* BEGIN Dataset content *

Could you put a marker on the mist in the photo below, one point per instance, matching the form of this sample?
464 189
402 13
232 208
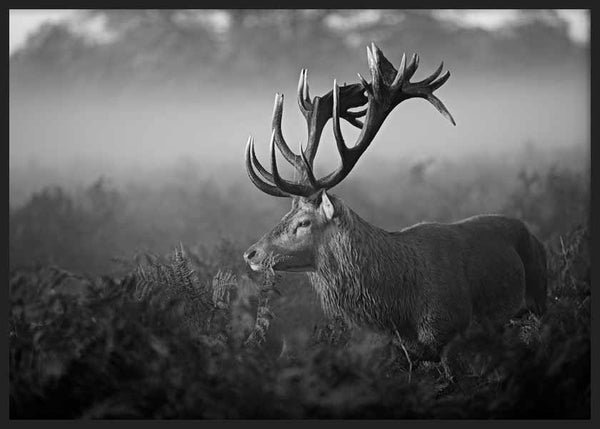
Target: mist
71 123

* END Dataset content *

● Short task
Write out every line of the records above word for word, omitting the pictures.

● Response to the task
Could you put a marker on the mist in the photo below, one point per instance, matching the form of this sample?
464 189
402 13
232 208
Target: mist
71 123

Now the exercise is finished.